• **SCHRIFTELIJKE OPDRACHT**
Schrijf het stuk uit het fragment over de introductie van de Felicia Combi in Brno opnieuw op, van "En deze bus" tot en met "fijn rijdende combinatie.". Vervang daarbij "bus" door "touringcar".

• **GEKOZEN FRAGMENT**
● ● ● ● ● ● ●

Wij moesten dus voor de introductie van de nieuwe Felicia Combi naar Brno. Ik was daar persoonlijk nooit eerder geweest, maar het bleek een stad te zijn die op een goede 2,5 uur rijden per bus van Praag gelegen was. Zoals altijd maakten wij van de gelegenheid gebruik om wat langer te blijven in het Tsjechische land en daar wat zaken te doen voor we zouden afreizen in een dubbeldeksbus richting Moravie. Wij hadden nog steeds grote moeite om voldoende auto’s te krijgen voor de Nederlandse markt en hoe aardig ook dat we een nieuwe variant in de vorm van de Combi zouden krijgen, het was wel leuk als we ook zouden weten wat voor prijzen er voor die wagen zouden gelden. Die Combi kwam er ineens met een 1,6 liter VW motor die bekend was van de Golf, en ook een noeste 1,9 liter grote diesel kwam nu als waardevolle aanvulling in het vooronder. Grote stappen voor een merk dat voorheen niet veel meer dan slechts een enkele basismotor kon leveren. Daar moest dus fiks over gepraat worden. En dat deden we. Pendelden heen en weer tussen Praag en Mlada Boleslav, overnachtten in Praag en zaten in de vroege ochtend in die bewuste bus die ons naar Brno zou brengen. Dat lukte qua tijd prima, helaas kwam de chauffeur er in Brno zelf achter dat zijn dubbeldekkerbus niet onder de viaducten in die stad door paste……

En deze bus zat vol met importeurs en wat journalisten, terwijl in de tentoonstellingshallen van Brno de directie van Skoda Automobilova ongeduldig wachtte op onze komst. We reden als de Joden rond Jericho langs de randen van Brno om ergens een plek te vinden waar die bus de stad in kon. Na veel gedoe, vragen aan passanten en uiteindelijk door het volgen van een vriendelijke taxichauffeur lukte het om bij de lokale expositieruimte te komen en kon de internationale introductie beginnen. Het was er niet al te groot, druk en onoverzichtelijk. Jaap van Rij raakte er zijn dure camera nog kwijt, wij samen gelukkig niet de spirit nodig om verder te gaan met het merk. Er werden persritten georganiseerd in de omgeving van het tentoonstellingscomplex en daarbij bleek dat vooral die Felicia Combi met VW-motor aardig uit de voeten kon. Een fijn rijdende combinatie.

● ● ● ● ● ● ●

• **Bronitems**
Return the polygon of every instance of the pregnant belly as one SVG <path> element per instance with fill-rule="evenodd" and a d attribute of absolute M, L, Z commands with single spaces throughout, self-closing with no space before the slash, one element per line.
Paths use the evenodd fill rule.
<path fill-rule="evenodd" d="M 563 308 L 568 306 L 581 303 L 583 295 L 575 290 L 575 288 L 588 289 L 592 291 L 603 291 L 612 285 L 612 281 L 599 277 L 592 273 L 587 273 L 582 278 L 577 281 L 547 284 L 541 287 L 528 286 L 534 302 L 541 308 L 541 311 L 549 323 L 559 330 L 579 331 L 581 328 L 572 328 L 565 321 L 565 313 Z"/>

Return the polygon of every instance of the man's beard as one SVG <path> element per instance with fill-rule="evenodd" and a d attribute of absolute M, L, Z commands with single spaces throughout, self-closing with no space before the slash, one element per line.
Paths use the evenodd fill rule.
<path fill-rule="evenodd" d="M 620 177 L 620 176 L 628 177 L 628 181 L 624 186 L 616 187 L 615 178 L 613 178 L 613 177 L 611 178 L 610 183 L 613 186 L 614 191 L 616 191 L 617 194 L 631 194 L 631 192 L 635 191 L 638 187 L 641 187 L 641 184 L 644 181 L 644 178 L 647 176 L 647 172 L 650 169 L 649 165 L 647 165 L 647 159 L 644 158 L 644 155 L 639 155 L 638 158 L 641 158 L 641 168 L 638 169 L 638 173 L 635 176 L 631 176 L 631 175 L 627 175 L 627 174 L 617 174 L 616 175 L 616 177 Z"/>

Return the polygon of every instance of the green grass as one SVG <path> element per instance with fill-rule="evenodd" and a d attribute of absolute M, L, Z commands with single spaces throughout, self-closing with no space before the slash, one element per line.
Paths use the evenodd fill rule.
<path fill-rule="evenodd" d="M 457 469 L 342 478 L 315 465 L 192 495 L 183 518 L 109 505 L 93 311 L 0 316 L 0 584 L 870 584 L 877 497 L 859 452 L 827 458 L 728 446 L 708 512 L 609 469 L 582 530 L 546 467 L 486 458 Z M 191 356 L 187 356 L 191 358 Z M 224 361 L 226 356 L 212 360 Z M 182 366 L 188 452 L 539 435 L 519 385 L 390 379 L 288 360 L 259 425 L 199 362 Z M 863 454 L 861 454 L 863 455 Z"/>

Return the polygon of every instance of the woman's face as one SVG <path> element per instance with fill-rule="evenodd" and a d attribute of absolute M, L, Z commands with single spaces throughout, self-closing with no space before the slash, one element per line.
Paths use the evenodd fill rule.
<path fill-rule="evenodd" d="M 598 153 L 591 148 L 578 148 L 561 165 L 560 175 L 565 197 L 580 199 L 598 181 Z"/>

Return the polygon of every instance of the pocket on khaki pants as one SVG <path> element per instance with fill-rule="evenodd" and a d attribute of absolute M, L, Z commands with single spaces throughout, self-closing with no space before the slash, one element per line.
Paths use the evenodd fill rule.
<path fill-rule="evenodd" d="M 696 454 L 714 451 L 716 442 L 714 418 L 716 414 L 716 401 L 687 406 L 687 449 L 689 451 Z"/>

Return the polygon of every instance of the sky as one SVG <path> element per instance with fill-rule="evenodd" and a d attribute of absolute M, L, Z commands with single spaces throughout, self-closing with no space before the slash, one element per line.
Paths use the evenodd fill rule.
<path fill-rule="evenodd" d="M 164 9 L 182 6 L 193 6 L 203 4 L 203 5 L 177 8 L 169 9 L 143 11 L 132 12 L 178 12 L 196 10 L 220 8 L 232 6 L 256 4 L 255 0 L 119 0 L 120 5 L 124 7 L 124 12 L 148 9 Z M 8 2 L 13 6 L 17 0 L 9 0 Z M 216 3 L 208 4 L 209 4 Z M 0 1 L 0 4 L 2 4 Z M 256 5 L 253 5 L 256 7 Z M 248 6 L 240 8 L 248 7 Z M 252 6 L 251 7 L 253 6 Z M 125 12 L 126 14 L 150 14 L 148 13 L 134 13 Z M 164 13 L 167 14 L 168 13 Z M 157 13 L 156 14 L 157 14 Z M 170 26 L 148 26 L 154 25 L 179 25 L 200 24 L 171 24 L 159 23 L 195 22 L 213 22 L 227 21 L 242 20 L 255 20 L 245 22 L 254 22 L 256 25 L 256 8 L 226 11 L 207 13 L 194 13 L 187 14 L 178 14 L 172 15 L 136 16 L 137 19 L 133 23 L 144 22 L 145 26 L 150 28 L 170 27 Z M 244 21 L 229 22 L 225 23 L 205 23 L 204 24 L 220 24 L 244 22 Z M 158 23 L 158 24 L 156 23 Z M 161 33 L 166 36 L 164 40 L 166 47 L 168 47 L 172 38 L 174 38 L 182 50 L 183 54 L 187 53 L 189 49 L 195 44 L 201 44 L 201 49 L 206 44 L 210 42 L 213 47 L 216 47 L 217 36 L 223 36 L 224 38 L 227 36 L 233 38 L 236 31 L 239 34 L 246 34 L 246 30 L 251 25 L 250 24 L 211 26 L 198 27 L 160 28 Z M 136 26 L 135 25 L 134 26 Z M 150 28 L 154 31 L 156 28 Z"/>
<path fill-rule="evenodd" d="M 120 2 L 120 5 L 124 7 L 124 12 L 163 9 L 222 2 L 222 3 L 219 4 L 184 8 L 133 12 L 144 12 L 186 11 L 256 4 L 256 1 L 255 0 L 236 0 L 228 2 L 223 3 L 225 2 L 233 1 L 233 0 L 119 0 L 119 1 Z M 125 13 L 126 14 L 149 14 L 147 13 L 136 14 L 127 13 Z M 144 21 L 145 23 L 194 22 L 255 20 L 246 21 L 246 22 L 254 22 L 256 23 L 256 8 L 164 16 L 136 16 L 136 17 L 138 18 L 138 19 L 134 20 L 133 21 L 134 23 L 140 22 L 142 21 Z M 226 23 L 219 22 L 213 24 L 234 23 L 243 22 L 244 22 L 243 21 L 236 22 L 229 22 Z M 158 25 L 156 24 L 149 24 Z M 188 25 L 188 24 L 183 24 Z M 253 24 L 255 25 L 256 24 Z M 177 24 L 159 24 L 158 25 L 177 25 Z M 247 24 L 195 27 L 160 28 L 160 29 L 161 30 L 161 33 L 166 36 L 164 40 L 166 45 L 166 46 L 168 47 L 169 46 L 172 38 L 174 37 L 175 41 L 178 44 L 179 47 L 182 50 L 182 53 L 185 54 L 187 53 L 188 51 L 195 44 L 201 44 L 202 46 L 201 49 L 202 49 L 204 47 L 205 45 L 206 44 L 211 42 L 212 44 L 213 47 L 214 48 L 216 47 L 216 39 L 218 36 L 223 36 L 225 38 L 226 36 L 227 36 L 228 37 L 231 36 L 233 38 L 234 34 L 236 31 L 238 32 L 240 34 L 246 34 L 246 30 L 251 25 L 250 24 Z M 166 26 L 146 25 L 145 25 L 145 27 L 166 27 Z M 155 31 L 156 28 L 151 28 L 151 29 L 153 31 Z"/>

● ● ● ● ● ● ●

• **ANTWOORD OPDRACHT**
En deze touringcar zat vol met importeurs en wat journalisten, terwijl in de tentoonstellingshallen van Brno de directie van Skoda Automobilova ongeduldig wachtte op onze komst. We reden als de Joden rond Jericho langs de randen van Brno om ergens een plek te vinden waar die touringcar de stad in kon. Na veel gedoe, vragen aan passanten en uiteindelijk door het volgen van een vriendelijke taxichauffeur lukte het om bij de lokale expositieruimte te komen en kon de internationale introductie beginnen. Het was er niet al te groot, druk en onoverzichtelijk. Jaap van Rij raakte er zijn dure camera nog kwijt, wij samen gelukkig niet de spirit nodig om verder te gaan met het merk. Er werden persritten georganiseerd in de omgeving van het tentoonstellingscomplex en daarbij bleek dat vooral die Felicia Combi met VW-motor aardig uit de voeten kon. Een fijn rijdende combinatie.